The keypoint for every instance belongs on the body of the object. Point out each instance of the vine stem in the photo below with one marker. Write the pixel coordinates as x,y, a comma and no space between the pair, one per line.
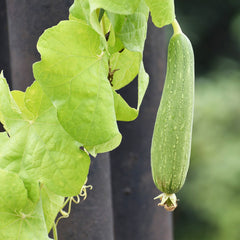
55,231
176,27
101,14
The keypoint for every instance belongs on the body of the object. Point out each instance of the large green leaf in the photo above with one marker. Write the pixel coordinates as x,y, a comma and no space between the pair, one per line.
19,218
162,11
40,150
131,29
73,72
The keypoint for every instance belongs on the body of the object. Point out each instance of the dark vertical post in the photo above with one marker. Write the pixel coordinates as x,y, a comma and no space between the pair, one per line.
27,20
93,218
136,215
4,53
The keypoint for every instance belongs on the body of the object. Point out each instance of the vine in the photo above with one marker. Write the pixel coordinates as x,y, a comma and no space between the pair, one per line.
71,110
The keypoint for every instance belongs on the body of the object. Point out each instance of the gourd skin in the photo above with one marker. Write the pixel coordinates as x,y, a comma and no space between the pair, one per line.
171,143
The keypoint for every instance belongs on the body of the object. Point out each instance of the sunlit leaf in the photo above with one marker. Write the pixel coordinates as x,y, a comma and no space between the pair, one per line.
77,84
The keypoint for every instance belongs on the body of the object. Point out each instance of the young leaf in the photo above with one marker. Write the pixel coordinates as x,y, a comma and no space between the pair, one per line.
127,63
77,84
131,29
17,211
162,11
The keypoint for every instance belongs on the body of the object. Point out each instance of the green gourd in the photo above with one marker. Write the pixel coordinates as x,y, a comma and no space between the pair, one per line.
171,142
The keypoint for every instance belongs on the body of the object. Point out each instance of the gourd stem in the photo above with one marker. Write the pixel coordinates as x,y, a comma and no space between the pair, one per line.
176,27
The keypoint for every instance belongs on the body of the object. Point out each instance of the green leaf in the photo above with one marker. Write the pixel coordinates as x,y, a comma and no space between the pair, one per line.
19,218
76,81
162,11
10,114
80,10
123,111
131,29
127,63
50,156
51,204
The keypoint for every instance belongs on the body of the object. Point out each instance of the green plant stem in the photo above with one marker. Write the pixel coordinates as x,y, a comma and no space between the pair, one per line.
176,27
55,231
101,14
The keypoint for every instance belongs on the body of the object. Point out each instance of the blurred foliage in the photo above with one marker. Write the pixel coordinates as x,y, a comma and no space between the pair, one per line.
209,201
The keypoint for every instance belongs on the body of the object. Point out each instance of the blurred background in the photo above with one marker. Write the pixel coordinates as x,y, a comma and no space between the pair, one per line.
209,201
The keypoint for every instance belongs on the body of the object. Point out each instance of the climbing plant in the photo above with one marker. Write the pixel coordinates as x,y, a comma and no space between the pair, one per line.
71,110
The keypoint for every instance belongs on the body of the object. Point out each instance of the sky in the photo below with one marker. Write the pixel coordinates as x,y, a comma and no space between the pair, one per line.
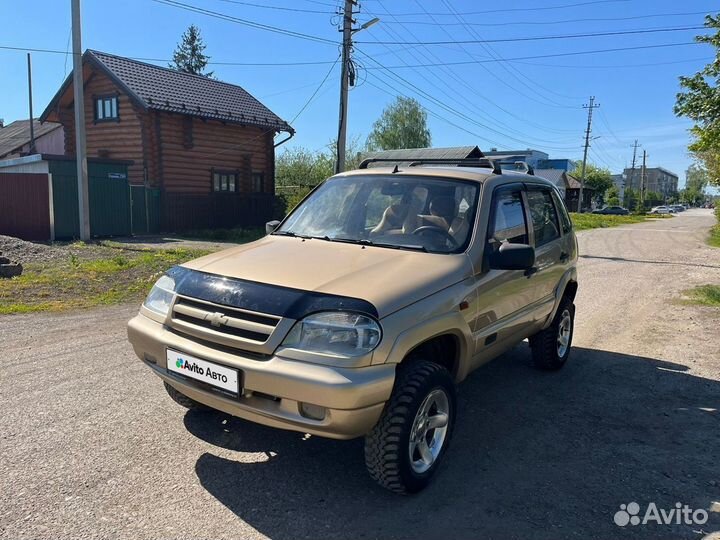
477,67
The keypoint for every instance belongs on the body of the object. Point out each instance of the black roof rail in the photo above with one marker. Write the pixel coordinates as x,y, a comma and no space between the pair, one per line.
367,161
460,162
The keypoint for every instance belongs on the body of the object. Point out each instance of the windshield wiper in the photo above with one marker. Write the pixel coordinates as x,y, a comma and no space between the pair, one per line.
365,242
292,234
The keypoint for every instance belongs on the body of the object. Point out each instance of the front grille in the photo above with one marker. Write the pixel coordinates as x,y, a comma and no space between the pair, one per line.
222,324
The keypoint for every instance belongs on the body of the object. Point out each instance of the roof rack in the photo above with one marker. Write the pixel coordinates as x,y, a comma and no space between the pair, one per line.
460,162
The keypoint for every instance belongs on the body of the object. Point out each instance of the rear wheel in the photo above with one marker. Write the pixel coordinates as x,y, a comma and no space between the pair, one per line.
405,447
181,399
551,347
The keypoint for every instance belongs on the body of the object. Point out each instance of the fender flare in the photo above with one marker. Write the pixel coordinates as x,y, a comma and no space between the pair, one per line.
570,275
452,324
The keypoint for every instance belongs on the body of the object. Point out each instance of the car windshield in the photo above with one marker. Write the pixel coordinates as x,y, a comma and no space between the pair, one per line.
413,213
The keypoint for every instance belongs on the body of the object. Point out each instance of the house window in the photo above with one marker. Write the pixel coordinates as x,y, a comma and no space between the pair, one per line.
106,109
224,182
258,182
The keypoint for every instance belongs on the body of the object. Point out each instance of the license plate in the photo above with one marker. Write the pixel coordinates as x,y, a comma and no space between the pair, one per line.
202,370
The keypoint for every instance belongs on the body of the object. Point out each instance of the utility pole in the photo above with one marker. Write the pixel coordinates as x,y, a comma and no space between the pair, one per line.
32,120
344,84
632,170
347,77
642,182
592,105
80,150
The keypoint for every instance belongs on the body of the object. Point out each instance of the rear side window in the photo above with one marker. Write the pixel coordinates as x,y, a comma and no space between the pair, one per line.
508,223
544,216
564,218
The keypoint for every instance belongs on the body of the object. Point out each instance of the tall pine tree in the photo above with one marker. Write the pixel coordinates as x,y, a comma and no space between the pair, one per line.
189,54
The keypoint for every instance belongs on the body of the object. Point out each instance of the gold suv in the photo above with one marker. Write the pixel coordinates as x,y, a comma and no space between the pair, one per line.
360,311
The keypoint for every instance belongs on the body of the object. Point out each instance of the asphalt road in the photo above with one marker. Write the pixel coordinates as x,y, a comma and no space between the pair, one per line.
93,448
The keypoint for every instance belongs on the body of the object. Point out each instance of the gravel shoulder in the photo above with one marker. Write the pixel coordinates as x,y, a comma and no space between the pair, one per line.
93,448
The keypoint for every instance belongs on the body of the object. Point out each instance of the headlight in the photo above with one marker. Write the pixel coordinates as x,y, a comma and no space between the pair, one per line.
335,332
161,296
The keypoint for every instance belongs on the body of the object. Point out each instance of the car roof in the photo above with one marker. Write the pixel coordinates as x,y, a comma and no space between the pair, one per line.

_SET EXERCISE:_ Write out the lines above from the one containing "of the gravel" through the last, exactly as they are.

_REPLY TO THE EXERCISE:_
The keypoint for every instance belongs on the body of the object. Point out each instance of the gravel shoulder in the photo above with one marker. Write the pixel coordinates as x,y, a comma and no space between the pair, one per line.
93,448
The keypoint for every instance belongs on the body of the object. Point out each instance of the headlight in the photo above with one marker. Write the pixel coordinates as x,y, a comma and no space between the pair, one per line.
335,332
161,296
The keypoint for every instance belongs on the body of the object. Point out each instance of the car roof in the photo above with one marker. Write the pixel coordinates as x,y, a comma and no space between the pair, one per line.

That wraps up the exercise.